Dataset content ::
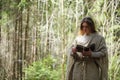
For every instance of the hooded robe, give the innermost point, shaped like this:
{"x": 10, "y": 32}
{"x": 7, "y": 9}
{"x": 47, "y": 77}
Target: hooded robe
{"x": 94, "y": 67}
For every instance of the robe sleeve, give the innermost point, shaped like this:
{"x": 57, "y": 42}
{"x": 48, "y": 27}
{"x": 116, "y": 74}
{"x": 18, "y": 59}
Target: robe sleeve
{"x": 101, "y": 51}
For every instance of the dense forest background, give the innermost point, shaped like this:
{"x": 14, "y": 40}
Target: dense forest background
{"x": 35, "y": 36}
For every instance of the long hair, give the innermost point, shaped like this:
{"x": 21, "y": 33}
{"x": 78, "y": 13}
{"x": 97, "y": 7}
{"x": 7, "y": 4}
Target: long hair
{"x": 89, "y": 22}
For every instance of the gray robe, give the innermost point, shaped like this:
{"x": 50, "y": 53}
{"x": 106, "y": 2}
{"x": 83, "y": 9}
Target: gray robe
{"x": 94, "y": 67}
--
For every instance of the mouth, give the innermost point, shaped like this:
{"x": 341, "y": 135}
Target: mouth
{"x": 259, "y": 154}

Exercise goal :: Please filter the data down to the lines containing the word "shaped".

Final answer ::
For every instance of the hooded robe, give the innermost point, shaped like this:
For every instance of the robe sleeve, give the innermost point, shaped like this:
For every instance of the dense forest background, give the innermost point, shaped like this:
For every instance of the long hair, give the innermost point, shaped like this:
For every instance of the gray robe, give the innermost point, shaped like this:
For every instance of the mouth, give the innermost point, shaped like this:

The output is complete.